Output the line that contains "In the picture above, where can the girl be" and every line after it to the end of the entries, with nothing added or left out.

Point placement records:
○ ○ ○ ○ ○

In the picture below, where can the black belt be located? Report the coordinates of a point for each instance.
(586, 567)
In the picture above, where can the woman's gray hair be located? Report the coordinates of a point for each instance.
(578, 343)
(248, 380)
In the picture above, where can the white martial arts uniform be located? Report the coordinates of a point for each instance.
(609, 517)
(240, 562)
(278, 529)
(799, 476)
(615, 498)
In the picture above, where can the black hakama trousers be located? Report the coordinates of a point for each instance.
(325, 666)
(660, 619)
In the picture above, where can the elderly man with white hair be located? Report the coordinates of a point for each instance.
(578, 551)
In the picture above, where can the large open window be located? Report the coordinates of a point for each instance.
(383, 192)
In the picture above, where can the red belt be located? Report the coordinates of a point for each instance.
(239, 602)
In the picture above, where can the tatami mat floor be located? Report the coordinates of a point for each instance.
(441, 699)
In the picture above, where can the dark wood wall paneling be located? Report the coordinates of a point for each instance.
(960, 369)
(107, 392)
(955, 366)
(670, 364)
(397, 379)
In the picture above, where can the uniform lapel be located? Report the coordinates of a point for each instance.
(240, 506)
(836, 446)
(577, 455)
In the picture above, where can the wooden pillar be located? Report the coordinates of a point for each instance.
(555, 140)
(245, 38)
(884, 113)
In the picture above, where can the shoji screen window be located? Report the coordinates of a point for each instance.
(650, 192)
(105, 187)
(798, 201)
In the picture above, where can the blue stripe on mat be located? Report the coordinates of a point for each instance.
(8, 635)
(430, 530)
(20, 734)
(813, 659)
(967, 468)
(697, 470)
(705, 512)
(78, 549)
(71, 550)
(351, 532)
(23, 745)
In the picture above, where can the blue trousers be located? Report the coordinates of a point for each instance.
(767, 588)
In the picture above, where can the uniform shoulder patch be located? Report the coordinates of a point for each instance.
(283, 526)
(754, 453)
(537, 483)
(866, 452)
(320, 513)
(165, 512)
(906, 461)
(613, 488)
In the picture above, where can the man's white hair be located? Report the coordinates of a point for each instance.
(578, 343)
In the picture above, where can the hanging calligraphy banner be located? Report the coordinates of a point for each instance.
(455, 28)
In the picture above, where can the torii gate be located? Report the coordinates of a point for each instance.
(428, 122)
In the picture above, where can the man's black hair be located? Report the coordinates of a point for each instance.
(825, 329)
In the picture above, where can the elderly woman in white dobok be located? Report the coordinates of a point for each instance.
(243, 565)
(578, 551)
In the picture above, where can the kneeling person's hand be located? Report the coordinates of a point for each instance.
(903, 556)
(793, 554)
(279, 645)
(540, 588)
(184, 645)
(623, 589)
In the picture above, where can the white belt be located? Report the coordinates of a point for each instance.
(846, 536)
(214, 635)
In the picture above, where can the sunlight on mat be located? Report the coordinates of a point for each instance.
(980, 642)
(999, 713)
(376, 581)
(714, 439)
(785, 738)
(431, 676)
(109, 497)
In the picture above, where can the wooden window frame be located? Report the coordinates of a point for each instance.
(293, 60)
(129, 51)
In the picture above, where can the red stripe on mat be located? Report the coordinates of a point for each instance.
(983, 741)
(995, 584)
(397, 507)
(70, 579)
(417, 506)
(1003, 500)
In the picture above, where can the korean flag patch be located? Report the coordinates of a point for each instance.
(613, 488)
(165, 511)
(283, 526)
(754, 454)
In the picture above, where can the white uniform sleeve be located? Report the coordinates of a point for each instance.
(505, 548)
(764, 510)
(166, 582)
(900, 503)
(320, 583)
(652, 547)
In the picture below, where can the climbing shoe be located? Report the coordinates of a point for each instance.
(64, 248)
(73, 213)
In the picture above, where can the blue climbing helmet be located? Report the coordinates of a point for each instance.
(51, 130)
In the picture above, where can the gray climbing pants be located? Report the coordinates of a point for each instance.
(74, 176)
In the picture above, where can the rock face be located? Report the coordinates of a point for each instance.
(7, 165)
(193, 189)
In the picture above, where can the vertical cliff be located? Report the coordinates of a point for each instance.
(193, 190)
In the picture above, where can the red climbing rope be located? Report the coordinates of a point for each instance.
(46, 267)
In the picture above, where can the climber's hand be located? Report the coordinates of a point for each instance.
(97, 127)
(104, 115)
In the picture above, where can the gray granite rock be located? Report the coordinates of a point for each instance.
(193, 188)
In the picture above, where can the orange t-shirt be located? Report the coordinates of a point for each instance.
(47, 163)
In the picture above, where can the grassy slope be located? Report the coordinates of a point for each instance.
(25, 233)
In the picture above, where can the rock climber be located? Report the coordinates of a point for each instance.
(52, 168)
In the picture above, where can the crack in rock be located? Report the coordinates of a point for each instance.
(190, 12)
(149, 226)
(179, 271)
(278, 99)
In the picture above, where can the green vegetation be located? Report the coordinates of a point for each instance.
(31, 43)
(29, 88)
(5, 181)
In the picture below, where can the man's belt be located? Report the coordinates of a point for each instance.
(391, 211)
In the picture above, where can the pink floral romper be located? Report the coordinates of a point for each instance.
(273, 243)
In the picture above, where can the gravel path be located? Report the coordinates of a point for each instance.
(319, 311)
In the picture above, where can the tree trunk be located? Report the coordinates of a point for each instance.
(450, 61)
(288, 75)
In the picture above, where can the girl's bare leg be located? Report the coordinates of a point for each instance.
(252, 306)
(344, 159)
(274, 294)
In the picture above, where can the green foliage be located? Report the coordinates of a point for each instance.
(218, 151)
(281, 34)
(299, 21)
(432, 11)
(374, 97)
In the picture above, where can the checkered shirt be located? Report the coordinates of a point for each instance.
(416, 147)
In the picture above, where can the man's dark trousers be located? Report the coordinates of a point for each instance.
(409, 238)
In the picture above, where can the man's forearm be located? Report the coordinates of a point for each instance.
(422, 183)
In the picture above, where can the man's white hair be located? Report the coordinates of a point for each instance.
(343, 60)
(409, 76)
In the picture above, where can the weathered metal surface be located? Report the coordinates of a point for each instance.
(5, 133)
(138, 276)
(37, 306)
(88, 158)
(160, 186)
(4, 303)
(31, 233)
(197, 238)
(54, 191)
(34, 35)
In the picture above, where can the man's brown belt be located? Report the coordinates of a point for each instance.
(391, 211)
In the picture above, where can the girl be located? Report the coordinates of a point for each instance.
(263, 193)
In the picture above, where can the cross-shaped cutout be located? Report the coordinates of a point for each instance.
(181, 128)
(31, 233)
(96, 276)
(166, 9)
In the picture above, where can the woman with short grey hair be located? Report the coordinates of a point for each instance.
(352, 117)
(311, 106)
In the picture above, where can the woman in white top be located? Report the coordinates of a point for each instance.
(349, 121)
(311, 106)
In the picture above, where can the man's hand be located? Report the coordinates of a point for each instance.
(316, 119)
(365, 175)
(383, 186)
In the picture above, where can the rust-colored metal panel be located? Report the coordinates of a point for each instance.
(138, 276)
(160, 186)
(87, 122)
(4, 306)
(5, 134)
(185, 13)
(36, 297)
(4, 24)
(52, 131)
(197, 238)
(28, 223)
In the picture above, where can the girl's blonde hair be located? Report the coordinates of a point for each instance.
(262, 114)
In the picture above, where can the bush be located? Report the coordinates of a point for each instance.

○ ○ ○ ○ ○

→ Task output:
In the picture above, where can the girl be located? Report the coordinates of a point for each instance.
(263, 193)
In the picture above, where can the cross-shaped cutout be located? Report the coordinates of a point for each instance.
(181, 128)
(31, 233)
(96, 276)
(166, 9)
In the picture above, where can the woman with short grey hair be located? Report the coordinates of a point for each instance.
(352, 117)
(311, 106)
In the picture above, where can the woman in white top be located? Report the coordinates of a point for each instance.
(349, 121)
(311, 106)
In the picture above, where can the man's hand be located? Report the coordinates of a point for each instance.
(316, 119)
(365, 175)
(383, 186)
In the picture above, where can the rust-colored metal panel be located? Report the coordinates of a point for each instance.
(138, 276)
(160, 186)
(87, 122)
(4, 306)
(5, 134)
(185, 13)
(36, 297)
(4, 24)
(52, 131)
(197, 238)
(28, 223)
In the picture above, where can the girl's blonde hair be located? Report the coordinates of a point for each instance.
(262, 114)
In the picture above, where can the bush be located? Report the coordinates of a point for each instance.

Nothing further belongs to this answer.